Pointing dataset excerpts:
•••••
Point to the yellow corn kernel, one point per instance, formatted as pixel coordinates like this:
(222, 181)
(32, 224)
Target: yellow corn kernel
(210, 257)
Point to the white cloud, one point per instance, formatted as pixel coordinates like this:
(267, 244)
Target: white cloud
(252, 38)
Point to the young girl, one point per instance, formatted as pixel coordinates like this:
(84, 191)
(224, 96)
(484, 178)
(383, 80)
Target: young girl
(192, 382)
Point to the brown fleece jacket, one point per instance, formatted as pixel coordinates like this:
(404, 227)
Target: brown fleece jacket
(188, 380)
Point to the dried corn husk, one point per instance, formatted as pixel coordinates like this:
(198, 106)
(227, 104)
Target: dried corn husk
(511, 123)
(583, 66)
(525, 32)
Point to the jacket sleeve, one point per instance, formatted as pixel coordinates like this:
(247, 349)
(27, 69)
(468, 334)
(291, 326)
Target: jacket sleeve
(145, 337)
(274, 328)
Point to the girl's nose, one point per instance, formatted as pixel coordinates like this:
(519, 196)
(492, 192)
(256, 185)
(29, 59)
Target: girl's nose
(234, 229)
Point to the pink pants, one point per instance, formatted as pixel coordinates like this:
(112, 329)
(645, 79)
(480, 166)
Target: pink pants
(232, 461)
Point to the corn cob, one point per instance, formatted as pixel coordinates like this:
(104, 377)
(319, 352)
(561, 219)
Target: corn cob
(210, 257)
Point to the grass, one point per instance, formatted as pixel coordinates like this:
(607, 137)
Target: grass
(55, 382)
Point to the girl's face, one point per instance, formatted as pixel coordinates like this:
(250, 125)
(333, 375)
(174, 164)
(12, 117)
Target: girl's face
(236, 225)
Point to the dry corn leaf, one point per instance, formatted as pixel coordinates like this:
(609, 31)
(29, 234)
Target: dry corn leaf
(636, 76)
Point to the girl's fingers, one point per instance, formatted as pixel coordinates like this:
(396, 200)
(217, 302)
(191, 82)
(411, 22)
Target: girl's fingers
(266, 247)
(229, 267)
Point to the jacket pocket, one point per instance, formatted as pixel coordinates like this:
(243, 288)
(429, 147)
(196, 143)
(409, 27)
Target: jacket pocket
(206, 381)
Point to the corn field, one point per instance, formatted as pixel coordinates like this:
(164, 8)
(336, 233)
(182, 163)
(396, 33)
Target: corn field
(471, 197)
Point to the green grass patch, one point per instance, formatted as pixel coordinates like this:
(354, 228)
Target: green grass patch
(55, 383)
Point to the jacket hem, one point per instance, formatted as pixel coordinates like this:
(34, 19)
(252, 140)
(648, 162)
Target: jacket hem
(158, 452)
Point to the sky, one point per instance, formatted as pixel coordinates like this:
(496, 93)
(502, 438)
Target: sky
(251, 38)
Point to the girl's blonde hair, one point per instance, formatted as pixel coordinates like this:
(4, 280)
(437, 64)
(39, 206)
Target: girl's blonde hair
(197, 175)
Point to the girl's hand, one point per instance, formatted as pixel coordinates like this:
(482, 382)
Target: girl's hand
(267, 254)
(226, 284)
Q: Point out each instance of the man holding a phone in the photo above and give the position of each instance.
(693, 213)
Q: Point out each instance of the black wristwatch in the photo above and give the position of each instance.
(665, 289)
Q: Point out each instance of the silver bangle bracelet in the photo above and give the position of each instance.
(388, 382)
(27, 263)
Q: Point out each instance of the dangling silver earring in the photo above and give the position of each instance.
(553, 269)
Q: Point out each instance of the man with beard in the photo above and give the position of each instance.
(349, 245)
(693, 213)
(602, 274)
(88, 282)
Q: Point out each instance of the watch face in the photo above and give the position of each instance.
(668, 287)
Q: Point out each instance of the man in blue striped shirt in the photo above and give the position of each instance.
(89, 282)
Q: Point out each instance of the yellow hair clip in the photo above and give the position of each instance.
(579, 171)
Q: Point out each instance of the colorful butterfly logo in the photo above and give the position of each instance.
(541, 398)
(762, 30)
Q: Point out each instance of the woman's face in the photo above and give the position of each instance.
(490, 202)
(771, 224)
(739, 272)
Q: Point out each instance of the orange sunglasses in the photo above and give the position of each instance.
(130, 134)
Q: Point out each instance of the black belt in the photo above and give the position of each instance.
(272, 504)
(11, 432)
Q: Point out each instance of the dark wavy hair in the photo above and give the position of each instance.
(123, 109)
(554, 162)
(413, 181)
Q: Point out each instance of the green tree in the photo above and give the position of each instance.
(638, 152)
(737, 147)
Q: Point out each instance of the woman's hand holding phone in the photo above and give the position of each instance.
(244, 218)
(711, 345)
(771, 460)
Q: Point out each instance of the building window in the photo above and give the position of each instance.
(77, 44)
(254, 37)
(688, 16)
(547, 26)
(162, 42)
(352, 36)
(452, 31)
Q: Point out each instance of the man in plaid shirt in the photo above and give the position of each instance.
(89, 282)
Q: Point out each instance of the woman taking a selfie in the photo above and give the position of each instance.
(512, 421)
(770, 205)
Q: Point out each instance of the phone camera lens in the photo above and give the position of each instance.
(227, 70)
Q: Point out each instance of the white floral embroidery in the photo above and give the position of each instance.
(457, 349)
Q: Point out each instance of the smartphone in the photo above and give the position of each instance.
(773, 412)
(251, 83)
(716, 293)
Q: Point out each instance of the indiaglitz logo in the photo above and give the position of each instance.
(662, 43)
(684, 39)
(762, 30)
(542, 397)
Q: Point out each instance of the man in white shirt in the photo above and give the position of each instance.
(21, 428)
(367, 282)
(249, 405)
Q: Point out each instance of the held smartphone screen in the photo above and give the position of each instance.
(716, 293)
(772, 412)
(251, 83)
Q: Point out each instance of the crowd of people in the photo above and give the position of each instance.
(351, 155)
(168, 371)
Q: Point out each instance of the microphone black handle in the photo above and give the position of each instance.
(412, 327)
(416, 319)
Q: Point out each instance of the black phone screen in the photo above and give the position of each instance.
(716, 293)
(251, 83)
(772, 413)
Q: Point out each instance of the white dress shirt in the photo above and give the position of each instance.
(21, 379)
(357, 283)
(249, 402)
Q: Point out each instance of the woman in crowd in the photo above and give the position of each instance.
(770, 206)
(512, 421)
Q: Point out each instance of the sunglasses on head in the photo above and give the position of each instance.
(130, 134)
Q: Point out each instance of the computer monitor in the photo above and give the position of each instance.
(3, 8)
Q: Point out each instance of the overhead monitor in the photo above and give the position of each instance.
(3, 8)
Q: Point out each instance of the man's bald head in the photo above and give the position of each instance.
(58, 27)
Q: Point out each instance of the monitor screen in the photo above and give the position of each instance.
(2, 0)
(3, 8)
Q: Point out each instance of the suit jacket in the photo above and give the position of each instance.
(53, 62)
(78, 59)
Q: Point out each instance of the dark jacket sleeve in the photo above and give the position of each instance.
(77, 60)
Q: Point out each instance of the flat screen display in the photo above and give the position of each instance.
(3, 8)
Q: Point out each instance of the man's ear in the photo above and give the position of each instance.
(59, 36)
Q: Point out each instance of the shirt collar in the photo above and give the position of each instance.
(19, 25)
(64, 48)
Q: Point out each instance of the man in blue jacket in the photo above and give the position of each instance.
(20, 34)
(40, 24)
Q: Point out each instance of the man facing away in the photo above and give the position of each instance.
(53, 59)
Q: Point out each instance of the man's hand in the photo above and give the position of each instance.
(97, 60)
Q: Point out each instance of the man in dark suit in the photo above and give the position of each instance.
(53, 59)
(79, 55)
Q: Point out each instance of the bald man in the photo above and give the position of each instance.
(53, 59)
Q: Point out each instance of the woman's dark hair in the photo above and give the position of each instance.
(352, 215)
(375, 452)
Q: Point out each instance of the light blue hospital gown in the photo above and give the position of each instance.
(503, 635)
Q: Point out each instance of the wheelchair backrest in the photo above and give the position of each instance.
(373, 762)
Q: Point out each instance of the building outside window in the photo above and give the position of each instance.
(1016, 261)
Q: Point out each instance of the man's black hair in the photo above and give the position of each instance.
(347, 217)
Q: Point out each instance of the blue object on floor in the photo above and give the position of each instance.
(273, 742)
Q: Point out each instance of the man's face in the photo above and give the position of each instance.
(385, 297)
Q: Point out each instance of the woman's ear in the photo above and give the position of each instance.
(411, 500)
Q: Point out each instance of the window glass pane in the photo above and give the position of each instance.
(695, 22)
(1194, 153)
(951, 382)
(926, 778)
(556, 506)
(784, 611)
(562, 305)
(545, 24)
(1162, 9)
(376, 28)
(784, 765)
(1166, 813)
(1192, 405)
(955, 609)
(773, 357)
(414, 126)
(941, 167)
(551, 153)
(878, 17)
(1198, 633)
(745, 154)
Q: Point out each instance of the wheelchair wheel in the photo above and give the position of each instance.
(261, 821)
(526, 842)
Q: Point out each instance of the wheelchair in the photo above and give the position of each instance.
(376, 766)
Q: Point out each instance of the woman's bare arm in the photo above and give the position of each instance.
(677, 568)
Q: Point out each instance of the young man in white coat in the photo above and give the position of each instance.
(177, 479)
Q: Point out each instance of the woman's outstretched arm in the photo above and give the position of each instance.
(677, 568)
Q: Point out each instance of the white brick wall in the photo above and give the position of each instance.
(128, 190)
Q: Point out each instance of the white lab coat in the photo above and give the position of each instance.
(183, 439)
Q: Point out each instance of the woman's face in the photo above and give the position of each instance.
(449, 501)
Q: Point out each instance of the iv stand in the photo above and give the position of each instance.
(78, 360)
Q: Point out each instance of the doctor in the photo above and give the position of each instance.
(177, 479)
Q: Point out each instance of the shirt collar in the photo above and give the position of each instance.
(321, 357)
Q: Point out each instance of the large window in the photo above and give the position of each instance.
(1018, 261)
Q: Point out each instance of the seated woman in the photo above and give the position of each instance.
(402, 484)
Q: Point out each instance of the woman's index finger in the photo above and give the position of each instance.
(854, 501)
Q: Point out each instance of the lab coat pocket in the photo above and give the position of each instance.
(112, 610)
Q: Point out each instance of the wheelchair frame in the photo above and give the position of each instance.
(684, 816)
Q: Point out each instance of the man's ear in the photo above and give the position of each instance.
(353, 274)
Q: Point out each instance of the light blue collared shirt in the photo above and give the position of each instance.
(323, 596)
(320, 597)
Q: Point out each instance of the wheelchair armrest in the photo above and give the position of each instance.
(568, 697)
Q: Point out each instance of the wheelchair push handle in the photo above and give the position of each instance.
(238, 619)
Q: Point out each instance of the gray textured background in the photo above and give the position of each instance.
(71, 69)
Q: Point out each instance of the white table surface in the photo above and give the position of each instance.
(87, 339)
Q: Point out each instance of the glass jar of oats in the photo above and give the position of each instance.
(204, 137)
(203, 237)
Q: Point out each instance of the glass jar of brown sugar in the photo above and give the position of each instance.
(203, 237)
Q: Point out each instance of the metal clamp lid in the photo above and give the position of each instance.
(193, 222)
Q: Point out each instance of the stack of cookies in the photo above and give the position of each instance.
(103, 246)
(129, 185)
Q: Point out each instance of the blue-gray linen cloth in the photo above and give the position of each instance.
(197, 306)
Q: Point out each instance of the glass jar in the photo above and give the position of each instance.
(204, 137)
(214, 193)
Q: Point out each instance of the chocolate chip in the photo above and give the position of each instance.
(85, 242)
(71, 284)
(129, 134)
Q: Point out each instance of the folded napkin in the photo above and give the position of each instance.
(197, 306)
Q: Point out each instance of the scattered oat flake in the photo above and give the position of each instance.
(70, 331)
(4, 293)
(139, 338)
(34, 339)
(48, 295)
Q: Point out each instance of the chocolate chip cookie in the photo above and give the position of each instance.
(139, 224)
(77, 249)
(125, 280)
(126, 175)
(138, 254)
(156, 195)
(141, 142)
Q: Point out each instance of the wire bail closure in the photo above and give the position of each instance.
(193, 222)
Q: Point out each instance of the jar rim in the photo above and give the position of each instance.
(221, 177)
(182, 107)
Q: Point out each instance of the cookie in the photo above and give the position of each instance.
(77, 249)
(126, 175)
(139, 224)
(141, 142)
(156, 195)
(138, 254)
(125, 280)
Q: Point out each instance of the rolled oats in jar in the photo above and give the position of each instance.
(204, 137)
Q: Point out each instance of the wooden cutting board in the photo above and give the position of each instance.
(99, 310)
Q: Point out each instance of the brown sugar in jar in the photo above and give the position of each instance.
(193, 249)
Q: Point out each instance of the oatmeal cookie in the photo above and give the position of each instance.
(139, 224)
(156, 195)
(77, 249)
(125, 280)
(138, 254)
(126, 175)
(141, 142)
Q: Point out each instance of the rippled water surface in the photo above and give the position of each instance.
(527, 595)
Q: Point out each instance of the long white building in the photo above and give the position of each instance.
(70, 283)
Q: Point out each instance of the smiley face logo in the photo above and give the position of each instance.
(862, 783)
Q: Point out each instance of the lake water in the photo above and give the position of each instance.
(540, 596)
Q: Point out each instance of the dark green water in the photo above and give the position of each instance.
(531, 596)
•••••
Task statement: Begin with the line that contains "Q: Point out each instance of the rippled" and set down each line exactly until the records above end, including the final line.

Solution to the problem:
Q: Point out each instance of the rippled water surface in the photo above and give the position of each instance.
(527, 595)
Q: Point out each instance of the long white building in the photo above and give the position of each instance.
(70, 283)
Q: Point out each instance of the smiley face logo in the photo above and give the position of each instance.
(862, 783)
Q: Point out each instance of the lake water in the photo above and give the position of each instance.
(540, 596)
Q: Point out each instance of the dark green water in the photo above and give the position of each instance.
(531, 596)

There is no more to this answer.